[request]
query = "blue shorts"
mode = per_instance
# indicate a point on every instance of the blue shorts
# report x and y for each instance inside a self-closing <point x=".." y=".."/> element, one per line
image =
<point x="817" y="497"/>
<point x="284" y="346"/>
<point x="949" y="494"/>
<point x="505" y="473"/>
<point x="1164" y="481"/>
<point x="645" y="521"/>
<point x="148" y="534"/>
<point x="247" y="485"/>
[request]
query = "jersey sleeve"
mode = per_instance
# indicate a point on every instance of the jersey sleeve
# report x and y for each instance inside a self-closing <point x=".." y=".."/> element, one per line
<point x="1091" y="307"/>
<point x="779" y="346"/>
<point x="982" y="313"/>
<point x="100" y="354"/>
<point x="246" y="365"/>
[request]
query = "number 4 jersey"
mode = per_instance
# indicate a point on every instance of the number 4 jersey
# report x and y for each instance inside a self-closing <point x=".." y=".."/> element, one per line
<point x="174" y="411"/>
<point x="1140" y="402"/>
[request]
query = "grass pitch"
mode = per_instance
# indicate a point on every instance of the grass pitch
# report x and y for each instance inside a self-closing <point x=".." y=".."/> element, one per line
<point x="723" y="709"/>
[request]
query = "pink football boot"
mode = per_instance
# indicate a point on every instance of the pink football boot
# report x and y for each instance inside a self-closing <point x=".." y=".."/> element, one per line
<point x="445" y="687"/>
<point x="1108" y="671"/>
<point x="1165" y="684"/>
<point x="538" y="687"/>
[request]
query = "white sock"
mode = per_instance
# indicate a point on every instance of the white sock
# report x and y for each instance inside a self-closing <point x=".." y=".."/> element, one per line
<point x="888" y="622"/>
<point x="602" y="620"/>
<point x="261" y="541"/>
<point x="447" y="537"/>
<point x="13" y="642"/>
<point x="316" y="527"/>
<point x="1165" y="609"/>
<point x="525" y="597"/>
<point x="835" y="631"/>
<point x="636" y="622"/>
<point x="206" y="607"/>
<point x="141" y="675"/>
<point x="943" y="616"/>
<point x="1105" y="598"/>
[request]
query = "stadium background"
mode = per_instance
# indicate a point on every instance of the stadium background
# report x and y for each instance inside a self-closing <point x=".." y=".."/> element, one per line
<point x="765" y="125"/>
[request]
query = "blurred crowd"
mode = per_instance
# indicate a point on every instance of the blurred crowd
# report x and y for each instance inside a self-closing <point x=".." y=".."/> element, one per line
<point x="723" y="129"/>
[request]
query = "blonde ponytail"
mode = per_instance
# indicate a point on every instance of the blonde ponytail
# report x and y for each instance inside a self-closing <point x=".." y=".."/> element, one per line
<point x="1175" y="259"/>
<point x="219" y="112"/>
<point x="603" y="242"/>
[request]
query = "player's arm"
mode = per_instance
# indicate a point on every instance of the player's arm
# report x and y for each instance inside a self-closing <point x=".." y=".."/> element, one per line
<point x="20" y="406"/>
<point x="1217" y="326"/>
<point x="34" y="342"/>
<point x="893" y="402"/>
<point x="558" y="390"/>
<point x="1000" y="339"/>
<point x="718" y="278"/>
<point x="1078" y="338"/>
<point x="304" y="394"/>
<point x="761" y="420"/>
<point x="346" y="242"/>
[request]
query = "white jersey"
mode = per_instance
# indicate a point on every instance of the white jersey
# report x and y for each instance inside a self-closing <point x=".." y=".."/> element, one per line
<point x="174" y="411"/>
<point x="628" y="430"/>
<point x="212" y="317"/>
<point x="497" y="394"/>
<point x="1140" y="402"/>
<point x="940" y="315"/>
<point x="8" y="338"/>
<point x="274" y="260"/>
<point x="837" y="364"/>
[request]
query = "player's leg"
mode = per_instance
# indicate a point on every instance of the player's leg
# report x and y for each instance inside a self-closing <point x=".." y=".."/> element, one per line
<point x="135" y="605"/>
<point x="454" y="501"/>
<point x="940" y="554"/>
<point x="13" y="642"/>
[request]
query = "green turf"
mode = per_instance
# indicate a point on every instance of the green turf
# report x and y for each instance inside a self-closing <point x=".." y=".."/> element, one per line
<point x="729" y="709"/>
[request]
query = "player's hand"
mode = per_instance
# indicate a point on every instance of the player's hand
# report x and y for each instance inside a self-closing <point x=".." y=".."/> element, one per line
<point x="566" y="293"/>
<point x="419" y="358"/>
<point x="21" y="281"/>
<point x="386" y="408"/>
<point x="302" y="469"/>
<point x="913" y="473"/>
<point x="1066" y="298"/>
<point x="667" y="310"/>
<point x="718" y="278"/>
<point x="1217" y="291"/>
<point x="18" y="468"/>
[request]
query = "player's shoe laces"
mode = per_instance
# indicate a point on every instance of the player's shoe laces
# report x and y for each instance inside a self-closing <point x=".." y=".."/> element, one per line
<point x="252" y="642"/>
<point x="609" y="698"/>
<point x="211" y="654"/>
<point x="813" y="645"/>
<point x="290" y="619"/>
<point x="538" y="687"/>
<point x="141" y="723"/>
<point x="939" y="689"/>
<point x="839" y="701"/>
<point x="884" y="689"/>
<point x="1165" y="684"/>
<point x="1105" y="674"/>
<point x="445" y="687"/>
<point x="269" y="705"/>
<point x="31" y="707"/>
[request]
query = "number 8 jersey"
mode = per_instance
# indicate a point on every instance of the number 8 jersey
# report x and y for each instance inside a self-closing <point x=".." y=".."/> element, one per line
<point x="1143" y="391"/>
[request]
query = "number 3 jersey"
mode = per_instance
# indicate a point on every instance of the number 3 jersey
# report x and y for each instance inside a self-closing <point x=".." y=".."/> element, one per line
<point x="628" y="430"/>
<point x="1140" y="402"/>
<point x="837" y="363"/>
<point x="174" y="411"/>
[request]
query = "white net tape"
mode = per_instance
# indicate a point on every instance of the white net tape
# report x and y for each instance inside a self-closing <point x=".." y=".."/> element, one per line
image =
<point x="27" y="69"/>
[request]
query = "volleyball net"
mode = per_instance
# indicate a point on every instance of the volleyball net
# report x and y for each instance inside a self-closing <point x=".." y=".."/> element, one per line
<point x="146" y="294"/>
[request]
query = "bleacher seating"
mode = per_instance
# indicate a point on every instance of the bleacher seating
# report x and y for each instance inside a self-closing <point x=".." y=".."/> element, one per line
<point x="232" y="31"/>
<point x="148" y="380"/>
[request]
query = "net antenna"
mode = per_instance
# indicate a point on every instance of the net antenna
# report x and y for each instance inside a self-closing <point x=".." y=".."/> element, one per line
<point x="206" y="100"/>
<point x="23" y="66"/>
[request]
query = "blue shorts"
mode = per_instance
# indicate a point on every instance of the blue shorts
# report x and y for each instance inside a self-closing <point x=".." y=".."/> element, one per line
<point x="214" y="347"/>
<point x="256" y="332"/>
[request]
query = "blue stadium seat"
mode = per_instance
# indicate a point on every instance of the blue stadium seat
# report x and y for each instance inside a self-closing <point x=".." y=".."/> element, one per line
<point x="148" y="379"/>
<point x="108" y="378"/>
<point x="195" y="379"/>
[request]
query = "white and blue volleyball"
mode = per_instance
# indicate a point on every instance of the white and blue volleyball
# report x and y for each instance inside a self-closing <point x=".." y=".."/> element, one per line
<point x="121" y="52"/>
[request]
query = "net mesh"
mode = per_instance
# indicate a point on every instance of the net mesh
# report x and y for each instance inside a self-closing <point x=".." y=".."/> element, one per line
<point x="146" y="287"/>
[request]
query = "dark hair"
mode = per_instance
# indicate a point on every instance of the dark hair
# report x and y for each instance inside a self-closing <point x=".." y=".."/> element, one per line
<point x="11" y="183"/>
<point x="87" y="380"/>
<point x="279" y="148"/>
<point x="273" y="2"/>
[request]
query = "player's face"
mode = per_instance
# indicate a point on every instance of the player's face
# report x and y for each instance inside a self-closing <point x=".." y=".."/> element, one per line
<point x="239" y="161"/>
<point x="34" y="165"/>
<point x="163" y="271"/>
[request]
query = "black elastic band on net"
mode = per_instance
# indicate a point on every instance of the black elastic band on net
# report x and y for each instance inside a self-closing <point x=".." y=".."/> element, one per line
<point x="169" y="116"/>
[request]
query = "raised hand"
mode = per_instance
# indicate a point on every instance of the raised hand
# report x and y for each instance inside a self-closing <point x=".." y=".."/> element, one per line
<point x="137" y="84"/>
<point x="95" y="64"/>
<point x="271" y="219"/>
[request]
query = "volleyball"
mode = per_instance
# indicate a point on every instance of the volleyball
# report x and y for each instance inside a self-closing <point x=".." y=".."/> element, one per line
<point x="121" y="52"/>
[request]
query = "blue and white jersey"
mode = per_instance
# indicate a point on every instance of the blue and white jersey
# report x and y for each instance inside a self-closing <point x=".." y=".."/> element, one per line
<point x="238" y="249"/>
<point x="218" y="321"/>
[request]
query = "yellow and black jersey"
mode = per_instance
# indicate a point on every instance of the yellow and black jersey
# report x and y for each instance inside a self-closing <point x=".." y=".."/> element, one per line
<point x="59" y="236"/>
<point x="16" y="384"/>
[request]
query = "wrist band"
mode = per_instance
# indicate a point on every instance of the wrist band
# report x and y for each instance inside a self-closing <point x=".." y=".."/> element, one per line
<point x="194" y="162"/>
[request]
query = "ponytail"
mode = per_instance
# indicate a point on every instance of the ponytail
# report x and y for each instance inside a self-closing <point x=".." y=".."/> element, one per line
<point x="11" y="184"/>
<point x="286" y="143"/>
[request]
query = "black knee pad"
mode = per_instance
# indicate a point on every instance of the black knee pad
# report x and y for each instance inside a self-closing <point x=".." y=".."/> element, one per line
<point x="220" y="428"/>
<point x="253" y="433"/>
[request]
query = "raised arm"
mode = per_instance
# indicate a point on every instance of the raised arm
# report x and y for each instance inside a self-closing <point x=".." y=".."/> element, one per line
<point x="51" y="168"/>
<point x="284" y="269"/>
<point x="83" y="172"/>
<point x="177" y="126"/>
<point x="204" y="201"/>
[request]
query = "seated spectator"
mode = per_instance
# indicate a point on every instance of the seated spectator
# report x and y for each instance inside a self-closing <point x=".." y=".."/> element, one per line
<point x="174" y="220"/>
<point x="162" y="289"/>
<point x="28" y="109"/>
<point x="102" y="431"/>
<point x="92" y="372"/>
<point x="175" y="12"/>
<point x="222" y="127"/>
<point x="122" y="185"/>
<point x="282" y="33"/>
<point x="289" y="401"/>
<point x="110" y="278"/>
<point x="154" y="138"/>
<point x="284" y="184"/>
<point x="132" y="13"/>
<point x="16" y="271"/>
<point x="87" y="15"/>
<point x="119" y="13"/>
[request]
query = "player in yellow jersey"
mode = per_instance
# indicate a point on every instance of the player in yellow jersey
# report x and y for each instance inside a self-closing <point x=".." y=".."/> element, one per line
· · ·
Problem requirements — Which rows above contain the word "grass"? Filter them out and copy each one in full, counting a match only when the case is the same.

Finished answer —
query = "grass pitch"
# indicate a point on every instance of the grass pitch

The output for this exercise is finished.